Point-per-instance localization data:
---*---

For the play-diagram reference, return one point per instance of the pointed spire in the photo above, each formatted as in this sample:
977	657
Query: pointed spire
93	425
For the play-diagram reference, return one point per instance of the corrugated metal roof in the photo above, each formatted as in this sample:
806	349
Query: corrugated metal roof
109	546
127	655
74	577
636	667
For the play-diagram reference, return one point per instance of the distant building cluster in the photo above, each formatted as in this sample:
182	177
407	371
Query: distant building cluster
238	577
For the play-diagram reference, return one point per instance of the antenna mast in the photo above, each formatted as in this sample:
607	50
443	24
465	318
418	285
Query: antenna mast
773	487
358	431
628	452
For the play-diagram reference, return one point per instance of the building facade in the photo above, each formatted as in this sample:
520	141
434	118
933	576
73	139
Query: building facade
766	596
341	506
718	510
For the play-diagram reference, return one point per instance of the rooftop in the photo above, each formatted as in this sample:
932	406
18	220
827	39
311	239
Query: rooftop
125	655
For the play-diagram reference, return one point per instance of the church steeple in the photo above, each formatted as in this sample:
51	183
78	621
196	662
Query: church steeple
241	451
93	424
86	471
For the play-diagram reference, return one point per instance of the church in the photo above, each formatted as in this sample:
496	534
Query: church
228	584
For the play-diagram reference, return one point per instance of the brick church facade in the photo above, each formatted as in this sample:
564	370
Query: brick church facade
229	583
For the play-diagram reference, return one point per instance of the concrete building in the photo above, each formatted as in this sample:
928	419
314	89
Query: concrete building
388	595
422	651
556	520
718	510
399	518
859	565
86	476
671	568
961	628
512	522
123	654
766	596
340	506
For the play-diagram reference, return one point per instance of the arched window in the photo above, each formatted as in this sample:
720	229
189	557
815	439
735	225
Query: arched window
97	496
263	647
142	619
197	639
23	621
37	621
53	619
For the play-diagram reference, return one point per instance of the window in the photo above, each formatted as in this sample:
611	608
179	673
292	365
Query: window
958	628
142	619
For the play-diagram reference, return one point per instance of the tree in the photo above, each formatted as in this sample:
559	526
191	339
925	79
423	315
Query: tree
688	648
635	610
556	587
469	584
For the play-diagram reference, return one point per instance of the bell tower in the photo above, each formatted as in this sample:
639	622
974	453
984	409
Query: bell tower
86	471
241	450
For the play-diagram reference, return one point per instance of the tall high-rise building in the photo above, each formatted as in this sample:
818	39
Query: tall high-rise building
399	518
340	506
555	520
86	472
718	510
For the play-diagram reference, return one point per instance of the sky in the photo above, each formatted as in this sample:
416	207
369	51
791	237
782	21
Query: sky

---*---

* TASK REQUIREMENTS *
I need each line above reproduced exactly.

* SOLUTION TO THIS TASK *
For the play-diagram reference, return one point per instance of the pointed spire in the photo above, each formatted as in this sample:
977	657
Query: pointed spire
93	425
For the play-diagram reference, return one point per instance of the corrugated metal roof in the photo above, each formatted as in this sample:
806	349
Query: corrugated metal roof
109	546
127	655
74	577
636	667
For the play-diagram reference, return one point per instance of the distant building cluster in the photo above, each formatted as in this sample:
182	177
407	371
Query: distant building cluster
238	577
For the play-diagram reference, return one point per instance of the antenna mast in the photo above, each formatted as in this sample:
607	50
443	24
465	318
418	285
Query: antenna mast
773	487
358	431
628	452
For the play-diagram reference, return one point per instance of the building facade in the photo above, each formatted as in this sample:
520	141
434	118
933	576
73	139
Query: building facade
766	596
341	506
718	510
For the play-diagram reference, return one point per instance of the rooftop in the photo above, each formatted as in this sample:
932	406
18	220
827	39
311	239
Query: rooftop
125	655
For the play-diagram reference, return one point per instance of the church steeple in the photo above, each formatted as in this sample:
51	183
78	621
196	662
Query: church steeple
241	451
93	424
86	471
For the play-diagram reference, return one point per instance of the church in the photo above, each formatted as in this sample:
496	534
Query: church
228	584
For the play-diagram reference, return one point per instance of the brick church facade in the photo above, each formatted as in this sample:
564	370
Query: brick church facade
229	583
For the play-diagram reference, return one point per instance of the concrete building in the photo above, each formatted as in this sample:
928	419
314	89
Query: concrete building
388	595
422	651
556	520
718	510
399	518
859	565
86	476
671	568
961	628
512	522
123	654
766	596
340	506
For the play-diagram reference, return one point per instance of the arched window in the photo above, each formatted as in this sample:
720	229
189	557
815	439
735	225
Query: arched window
97	496
263	647
142	619
197	639
23	621
37	621
53	619
For the play-diagram reference, return one point per instance of the window in the photo above, each formatted as in this sample:
611	608
179	673
292	365
Query: window
958	628
142	619
For the play-diagram reference, return one point per instance of the tree in the photo above, each formatted as in this sample:
559	526
191	339
925	79
423	315
Query: tree
688	648
635	610
556	587
469	584
For the play-diagram reference, return one point per instance of the bell tower in the photo above, each formatted as in this sample:
639	622
974	453
984	409
Query: bell tower
86	471
241	450
For the play-diagram reference, return one point per instance of the tall high-rise building in the photo above, each formatted as in this sample:
818	39
Query: tall high-rise building
399	518
340	506
555	520
86	472
718	510
For the play-diagram reference, return one point per instance of the sky in the photo above, each formatted as in this sample:
416	207
369	51
791	237
782	21
Query: sky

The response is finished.